◆ **YOUR ASSIGNMENT**
Count every line of these entries that holds the word "chocolate", and reply with the number only.

-=-=-=-=-

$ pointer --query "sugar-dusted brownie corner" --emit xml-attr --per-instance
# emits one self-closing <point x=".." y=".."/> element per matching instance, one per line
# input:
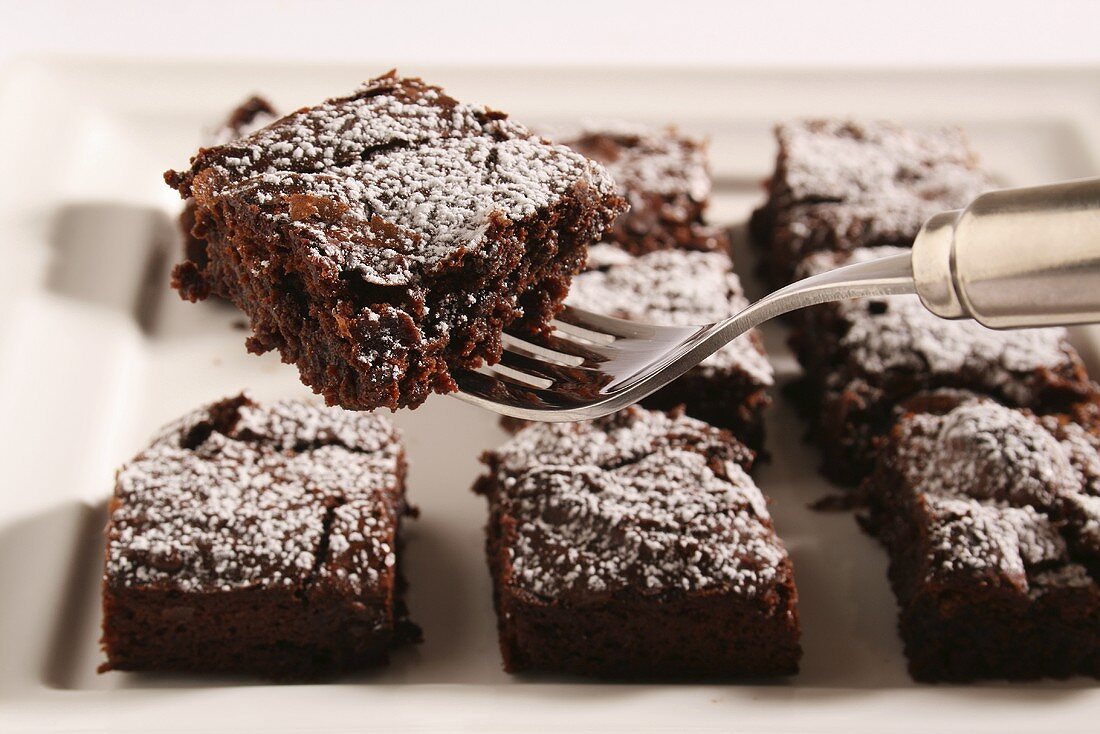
<point x="248" y="117"/>
<point x="991" y="517"/>
<point x="261" y="539"/>
<point x="636" y="546"/>
<point x="839" y="185"/>
<point x="383" y="239"/>
<point x="675" y="287"/>
<point x="861" y="358"/>
<point x="662" y="174"/>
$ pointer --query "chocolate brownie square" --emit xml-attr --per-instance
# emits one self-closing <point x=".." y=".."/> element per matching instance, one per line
<point x="991" y="517"/>
<point x="675" y="287"/>
<point x="248" y="117"/>
<point x="839" y="185"/>
<point x="257" y="539"/>
<point x="861" y="358"/>
<point x="636" y="546"/>
<point x="662" y="174"/>
<point x="383" y="239"/>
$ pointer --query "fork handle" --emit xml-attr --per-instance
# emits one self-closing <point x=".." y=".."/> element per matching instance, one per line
<point x="1015" y="258"/>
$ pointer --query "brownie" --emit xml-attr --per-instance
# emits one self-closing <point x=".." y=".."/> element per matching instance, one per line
<point x="991" y="518"/>
<point x="662" y="174"/>
<point x="383" y="239"/>
<point x="861" y="358"/>
<point x="675" y="287"/>
<point x="636" y="546"/>
<point x="248" y="117"/>
<point x="839" y="185"/>
<point x="257" y="539"/>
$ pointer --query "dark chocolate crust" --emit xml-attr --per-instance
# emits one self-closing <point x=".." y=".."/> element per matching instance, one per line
<point x="251" y="114"/>
<point x="861" y="358"/>
<point x="990" y="518"/>
<point x="839" y="185"/>
<point x="663" y="176"/>
<point x="636" y="546"/>
<point x="383" y="239"/>
<point x="257" y="539"/>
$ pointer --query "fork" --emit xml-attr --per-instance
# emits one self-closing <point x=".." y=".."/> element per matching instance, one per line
<point x="1013" y="259"/>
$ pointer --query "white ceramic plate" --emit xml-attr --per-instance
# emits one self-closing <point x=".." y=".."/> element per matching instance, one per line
<point x="96" y="353"/>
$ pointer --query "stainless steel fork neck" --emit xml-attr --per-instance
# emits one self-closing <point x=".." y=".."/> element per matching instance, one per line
<point x="1016" y="258"/>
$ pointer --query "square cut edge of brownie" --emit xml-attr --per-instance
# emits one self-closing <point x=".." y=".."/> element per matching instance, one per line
<point x="989" y="517"/>
<point x="259" y="539"/>
<point x="664" y="176"/>
<point x="840" y="184"/>
<point x="636" y="547"/>
<point x="862" y="358"/>
<point x="383" y="239"/>
<point x="678" y="287"/>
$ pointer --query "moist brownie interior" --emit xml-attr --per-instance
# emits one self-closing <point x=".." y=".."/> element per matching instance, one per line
<point x="382" y="239"/>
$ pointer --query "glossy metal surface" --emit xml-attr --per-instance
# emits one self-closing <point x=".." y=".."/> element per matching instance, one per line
<point x="1015" y="258"/>
<point x="594" y="364"/>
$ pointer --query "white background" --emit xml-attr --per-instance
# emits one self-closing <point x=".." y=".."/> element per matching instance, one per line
<point x="837" y="33"/>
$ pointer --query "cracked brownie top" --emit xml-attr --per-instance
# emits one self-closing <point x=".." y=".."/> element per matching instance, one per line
<point x="394" y="179"/>
<point x="671" y="287"/>
<point x="239" y="495"/>
<point x="1001" y="491"/>
<point x="640" y="501"/>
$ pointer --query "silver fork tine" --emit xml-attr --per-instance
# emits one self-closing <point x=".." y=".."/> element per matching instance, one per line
<point x="556" y="373"/>
<point x="546" y="352"/>
<point x="624" y="361"/>
<point x="607" y="326"/>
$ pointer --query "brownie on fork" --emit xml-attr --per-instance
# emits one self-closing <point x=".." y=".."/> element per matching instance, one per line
<point x="861" y="358"/>
<point x="839" y="185"/>
<point x="248" y="117"/>
<point x="260" y="539"/>
<point x="636" y="546"/>
<point x="382" y="239"/>
<point x="678" y="287"/>
<point x="991" y="517"/>
<point x="663" y="176"/>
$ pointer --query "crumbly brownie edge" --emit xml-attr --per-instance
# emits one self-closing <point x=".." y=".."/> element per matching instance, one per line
<point x="968" y="625"/>
<point x="315" y="627"/>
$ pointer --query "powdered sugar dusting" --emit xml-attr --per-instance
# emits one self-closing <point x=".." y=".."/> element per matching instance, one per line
<point x="671" y="287"/>
<point x="638" y="501"/>
<point x="840" y="184"/>
<point x="898" y="332"/>
<point x="1002" y="494"/>
<point x="240" y="495"/>
<point x="641" y="159"/>
<point x="877" y="164"/>
<point x="425" y="174"/>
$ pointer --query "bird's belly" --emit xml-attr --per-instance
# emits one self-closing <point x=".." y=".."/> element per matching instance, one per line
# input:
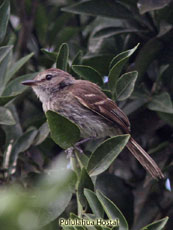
<point x="89" y="123"/>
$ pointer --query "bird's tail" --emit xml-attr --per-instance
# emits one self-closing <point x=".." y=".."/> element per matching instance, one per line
<point x="146" y="161"/>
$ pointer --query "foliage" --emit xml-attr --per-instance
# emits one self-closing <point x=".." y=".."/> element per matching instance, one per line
<point x="126" y="48"/>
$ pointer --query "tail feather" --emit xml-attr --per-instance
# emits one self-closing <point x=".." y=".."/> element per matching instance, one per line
<point x="146" y="161"/>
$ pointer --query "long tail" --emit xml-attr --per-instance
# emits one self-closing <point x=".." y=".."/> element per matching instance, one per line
<point x="146" y="161"/>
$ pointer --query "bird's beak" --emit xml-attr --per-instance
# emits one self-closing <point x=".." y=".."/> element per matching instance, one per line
<point x="29" y="82"/>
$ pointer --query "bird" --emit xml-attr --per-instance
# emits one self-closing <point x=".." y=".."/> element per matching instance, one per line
<point x="84" y="103"/>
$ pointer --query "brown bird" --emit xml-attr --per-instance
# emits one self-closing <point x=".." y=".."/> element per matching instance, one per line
<point x="84" y="103"/>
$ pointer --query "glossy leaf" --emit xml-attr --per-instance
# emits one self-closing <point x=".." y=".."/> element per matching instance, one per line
<point x="6" y="117"/>
<point x="157" y="225"/>
<point x="150" y="5"/>
<point x="5" y="54"/>
<point x="105" y="154"/>
<point x="90" y="7"/>
<point x="55" y="191"/>
<point x="94" y="203"/>
<point x="43" y="133"/>
<point x="22" y="144"/>
<point x="62" y="57"/>
<point x="5" y="14"/>
<point x="117" y="65"/>
<point x="82" y="159"/>
<point x="84" y="182"/>
<point x="14" y="68"/>
<point x="161" y="103"/>
<point x="5" y="99"/>
<point x="88" y="73"/>
<point x="63" y="131"/>
<point x="51" y="55"/>
<point x="146" y="55"/>
<point x="112" y="210"/>
<point x="125" y="85"/>
<point x="112" y="31"/>
<point x="77" y="59"/>
<point x="124" y="55"/>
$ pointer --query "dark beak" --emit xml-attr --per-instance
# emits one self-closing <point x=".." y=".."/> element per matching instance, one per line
<point x="29" y="82"/>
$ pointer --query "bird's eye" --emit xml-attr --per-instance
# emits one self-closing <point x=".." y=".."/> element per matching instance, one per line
<point x="49" y="77"/>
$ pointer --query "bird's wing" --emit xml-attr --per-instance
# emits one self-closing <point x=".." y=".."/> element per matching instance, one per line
<point x="90" y="96"/>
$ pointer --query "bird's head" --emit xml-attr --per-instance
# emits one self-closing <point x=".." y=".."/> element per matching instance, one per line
<point x="48" y="82"/>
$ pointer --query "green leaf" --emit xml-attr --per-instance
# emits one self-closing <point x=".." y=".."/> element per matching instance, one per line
<point x="51" y="55"/>
<point x="94" y="203"/>
<point x="62" y="57"/>
<point x="63" y="131"/>
<point x="84" y="182"/>
<point x="106" y="153"/>
<point x="55" y="192"/>
<point x="125" y="85"/>
<point x="112" y="211"/>
<point x="42" y="134"/>
<point x="15" y="87"/>
<point x="5" y="54"/>
<point x="5" y="14"/>
<point x="6" y="117"/>
<point x="117" y="65"/>
<point x="111" y="9"/>
<point x="150" y="5"/>
<point x="82" y="159"/>
<point x="161" y="103"/>
<point x="146" y="55"/>
<point x="5" y="99"/>
<point x="22" y="144"/>
<point x="77" y="59"/>
<point x="88" y="73"/>
<point x="14" y="68"/>
<point x="112" y="31"/>
<point x="73" y="216"/>
<point x="157" y="225"/>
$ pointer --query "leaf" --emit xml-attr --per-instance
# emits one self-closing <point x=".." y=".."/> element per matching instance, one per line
<point x="22" y="144"/>
<point x="51" y="55"/>
<point x="94" y="203"/>
<point x="88" y="73"/>
<point x="62" y="57"/>
<point x="82" y="159"/>
<point x="111" y="9"/>
<point x="73" y="216"/>
<point x="146" y="55"/>
<point x="5" y="99"/>
<point x="125" y="85"/>
<point x="6" y="117"/>
<point x="150" y="5"/>
<point x="117" y="65"/>
<point x="98" y="61"/>
<point x="161" y="103"/>
<point x="112" y="31"/>
<point x="5" y="54"/>
<point x="124" y="55"/>
<point x="14" y="68"/>
<point x="63" y="131"/>
<point x="5" y="14"/>
<point x="112" y="210"/>
<point x="105" y="154"/>
<point x="77" y="59"/>
<point x="157" y="225"/>
<point x="15" y="87"/>
<point x="84" y="182"/>
<point x="42" y="134"/>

-=-=-=-=-

◆ **RESULT BELOW**
2